Without leaving anything out, print every line of the data.

Collected data:
---*---

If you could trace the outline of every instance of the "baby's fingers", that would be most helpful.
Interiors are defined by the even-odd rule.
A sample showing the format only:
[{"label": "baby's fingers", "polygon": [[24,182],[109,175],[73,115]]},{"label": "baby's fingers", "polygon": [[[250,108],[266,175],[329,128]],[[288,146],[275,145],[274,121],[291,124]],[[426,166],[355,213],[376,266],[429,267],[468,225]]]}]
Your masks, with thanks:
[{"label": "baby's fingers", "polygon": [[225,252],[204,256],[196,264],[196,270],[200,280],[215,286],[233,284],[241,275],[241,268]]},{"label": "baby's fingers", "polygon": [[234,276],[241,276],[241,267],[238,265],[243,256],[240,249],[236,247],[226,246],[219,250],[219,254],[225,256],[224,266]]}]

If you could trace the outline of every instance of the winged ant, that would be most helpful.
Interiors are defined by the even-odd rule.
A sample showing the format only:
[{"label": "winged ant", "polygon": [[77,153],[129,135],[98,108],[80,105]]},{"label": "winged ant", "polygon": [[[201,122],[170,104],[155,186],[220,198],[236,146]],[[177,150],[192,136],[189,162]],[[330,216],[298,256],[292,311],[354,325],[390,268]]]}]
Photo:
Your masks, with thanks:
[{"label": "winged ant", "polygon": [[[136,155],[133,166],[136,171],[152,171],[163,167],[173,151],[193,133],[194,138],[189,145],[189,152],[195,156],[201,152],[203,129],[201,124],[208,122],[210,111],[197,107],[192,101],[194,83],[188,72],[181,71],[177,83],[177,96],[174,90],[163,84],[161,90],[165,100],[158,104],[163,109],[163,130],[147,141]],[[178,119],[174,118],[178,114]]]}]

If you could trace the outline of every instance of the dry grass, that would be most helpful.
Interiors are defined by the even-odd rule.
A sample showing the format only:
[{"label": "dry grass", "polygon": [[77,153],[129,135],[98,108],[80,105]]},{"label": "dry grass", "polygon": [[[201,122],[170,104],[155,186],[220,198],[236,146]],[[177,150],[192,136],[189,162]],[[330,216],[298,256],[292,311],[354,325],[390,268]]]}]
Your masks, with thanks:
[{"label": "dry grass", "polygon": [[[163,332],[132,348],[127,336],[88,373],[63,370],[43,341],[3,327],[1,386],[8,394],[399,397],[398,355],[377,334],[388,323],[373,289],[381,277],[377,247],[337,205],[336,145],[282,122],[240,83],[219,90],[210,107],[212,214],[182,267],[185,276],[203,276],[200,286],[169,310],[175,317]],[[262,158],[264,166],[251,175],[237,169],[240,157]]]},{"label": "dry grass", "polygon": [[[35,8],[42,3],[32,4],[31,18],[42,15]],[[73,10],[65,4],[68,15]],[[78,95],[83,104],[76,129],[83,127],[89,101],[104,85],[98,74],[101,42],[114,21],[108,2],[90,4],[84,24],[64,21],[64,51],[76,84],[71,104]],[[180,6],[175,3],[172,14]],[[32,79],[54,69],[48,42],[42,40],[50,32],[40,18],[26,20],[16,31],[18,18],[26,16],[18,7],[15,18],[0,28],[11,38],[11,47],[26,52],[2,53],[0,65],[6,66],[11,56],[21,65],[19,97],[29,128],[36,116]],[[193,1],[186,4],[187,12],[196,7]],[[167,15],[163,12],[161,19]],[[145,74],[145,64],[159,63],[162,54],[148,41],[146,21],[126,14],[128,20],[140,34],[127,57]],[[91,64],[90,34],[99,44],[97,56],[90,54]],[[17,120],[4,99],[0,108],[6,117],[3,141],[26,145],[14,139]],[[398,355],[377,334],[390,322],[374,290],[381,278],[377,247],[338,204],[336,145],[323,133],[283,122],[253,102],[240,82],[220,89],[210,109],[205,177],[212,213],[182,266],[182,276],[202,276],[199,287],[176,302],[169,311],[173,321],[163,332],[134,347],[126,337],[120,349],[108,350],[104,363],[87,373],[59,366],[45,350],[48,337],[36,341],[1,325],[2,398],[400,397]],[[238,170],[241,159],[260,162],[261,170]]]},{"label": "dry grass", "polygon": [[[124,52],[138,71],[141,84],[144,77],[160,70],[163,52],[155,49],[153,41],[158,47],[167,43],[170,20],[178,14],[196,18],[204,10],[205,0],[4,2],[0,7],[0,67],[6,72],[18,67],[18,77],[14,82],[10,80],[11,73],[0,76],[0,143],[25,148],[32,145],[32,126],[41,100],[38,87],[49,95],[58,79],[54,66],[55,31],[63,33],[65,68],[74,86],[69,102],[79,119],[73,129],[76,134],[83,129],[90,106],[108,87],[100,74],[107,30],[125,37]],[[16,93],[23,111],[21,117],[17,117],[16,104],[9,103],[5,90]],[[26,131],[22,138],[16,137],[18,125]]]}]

---*---

| Reply |
If you could trace the outline of every instance of the "baby's fingers", that would be most helpful.
Interiors are defined by the even-odd rule.
A sample showing the format only:
[{"label": "baby's fingers", "polygon": [[24,182],[109,175],[73,115]]},{"label": "baby's fingers", "polygon": [[[250,108],[266,175],[329,128]],[[288,146],[275,145],[274,121],[291,124]],[[426,166],[355,213],[376,266],[429,267],[468,225]]]}]
Your masks, with thanks:
[{"label": "baby's fingers", "polygon": [[225,252],[204,256],[196,264],[196,270],[200,280],[215,286],[233,284],[241,275],[241,268]]},{"label": "baby's fingers", "polygon": [[234,276],[241,276],[241,267],[238,265],[243,256],[240,249],[236,247],[226,246],[219,250],[219,254],[225,256],[224,266]]}]

If you could trace the outline of every instance of the winged ant, that would be most helpful.
Interiors are defined by the even-odd rule.
A sample showing the format only:
[{"label": "winged ant", "polygon": [[77,153],[129,135],[98,108],[80,105]]},{"label": "winged ant", "polygon": [[[201,122],[170,104],[155,186],[220,198],[236,146]],[[177,150],[192,136],[189,162]],[[330,216],[298,256],[292,311],[354,325],[390,268]]]}]
Photo:
Your masks, with thanks:
[{"label": "winged ant", "polygon": [[[136,155],[133,166],[136,171],[152,171],[163,167],[173,151],[193,133],[194,138],[189,145],[189,152],[195,156],[201,152],[203,129],[201,124],[208,122],[210,111],[197,107],[192,101],[194,83],[188,72],[181,71],[177,83],[177,96],[174,90],[163,84],[161,90],[165,100],[158,104],[163,109],[163,130],[147,141]],[[178,119],[174,118],[178,114]]]}]

If you could trace the outline of every instance of the dry grass, that would be most helpful.
Interiors are defined by the even-odd rule.
A sample showing the format only:
[{"label": "dry grass", "polygon": [[77,153],[129,135],[98,108],[80,105]]},{"label": "dry grass", "polygon": [[[201,122],[170,104],[155,186],[220,198],[236,146]],[[177,150],[192,136],[189,162]],[[330,216],[298,256],[292,311],[354,325],[390,268]]]}]
Your masks, with thanks:
[{"label": "dry grass", "polygon": [[[163,332],[132,348],[127,336],[88,373],[63,370],[43,341],[3,327],[1,386],[8,394],[399,397],[398,355],[377,334],[388,323],[373,289],[381,277],[377,247],[337,205],[336,145],[282,122],[240,83],[219,90],[210,107],[212,214],[182,267],[185,276],[203,276],[200,286],[169,310],[175,317]],[[262,158],[264,166],[251,175],[237,169],[240,157]]]},{"label": "dry grass", "polygon": [[[35,8],[42,3],[32,4],[31,18],[42,15]],[[73,10],[65,4],[68,15]],[[78,95],[83,104],[76,129],[83,127],[89,101],[104,85],[98,74],[101,42],[114,21],[108,2],[90,4],[84,24],[64,21],[64,51],[76,84],[71,104]],[[180,6],[175,3],[172,14]],[[32,79],[54,69],[48,42],[42,40],[50,32],[40,18],[26,20],[16,31],[18,18],[26,16],[18,7],[15,18],[0,28],[11,38],[11,47],[26,52],[2,53],[0,65],[6,66],[11,56],[21,65],[19,97],[29,128],[36,116]],[[193,1],[186,4],[187,12],[196,7]],[[167,15],[163,12],[161,19]],[[145,74],[145,64],[159,63],[162,54],[148,41],[146,21],[126,14],[128,20],[140,34],[127,57]],[[91,64],[90,34],[99,44],[97,56],[90,54]],[[17,120],[4,99],[0,108],[6,117],[3,141],[26,145],[14,139]],[[398,355],[377,334],[390,322],[374,290],[381,278],[377,247],[338,204],[336,145],[323,133],[283,122],[253,102],[240,82],[220,89],[210,109],[205,177],[212,213],[182,266],[182,276],[202,276],[199,287],[176,302],[169,311],[173,321],[163,332],[134,347],[126,337],[120,349],[108,350],[104,363],[87,373],[59,366],[45,350],[48,337],[36,341],[1,325],[2,398],[400,397]],[[238,170],[241,159],[260,162],[261,170]]]},{"label": "dry grass", "polygon": [[[124,52],[138,71],[141,84],[144,77],[160,70],[163,52],[155,49],[153,41],[158,47],[167,43],[170,20],[178,14],[196,18],[204,10],[205,0],[4,2],[0,7],[0,67],[6,72],[18,67],[18,77],[14,82],[10,80],[11,73],[0,76],[0,143],[25,148],[32,145],[32,126],[41,100],[38,87],[49,95],[58,79],[54,66],[55,31],[63,33],[65,68],[74,86],[69,102],[79,119],[73,129],[76,134],[83,129],[90,106],[108,87],[100,74],[107,30],[125,37]],[[16,93],[23,111],[21,117],[17,117],[16,104],[9,103],[5,90]],[[26,131],[22,138],[16,137],[18,125]]]}]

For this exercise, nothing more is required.